If a line in the data contains "green", copy it out.

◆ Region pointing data
________________
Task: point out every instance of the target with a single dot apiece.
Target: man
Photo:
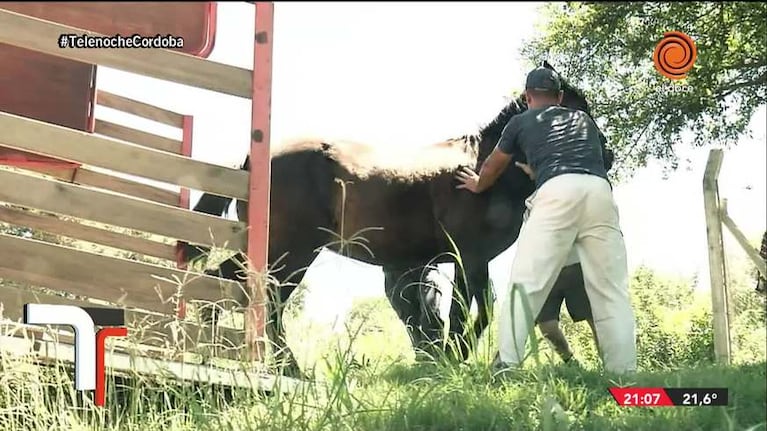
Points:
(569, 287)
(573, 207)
________________
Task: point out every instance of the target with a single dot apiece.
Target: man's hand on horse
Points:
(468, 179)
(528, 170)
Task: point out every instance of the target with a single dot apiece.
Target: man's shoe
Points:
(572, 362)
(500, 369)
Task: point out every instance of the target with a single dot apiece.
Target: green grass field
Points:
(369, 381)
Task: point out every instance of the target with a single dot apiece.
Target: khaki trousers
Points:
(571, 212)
________________
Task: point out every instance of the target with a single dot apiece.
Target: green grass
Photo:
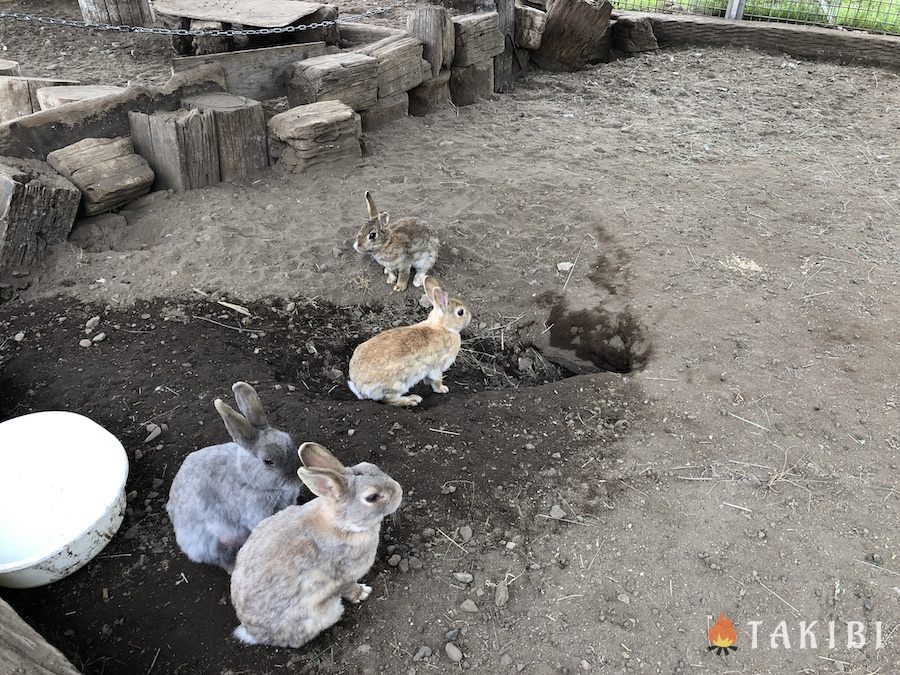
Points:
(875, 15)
________________
◆ OUTPUT BELOW
Target: green grass field
Target: green grass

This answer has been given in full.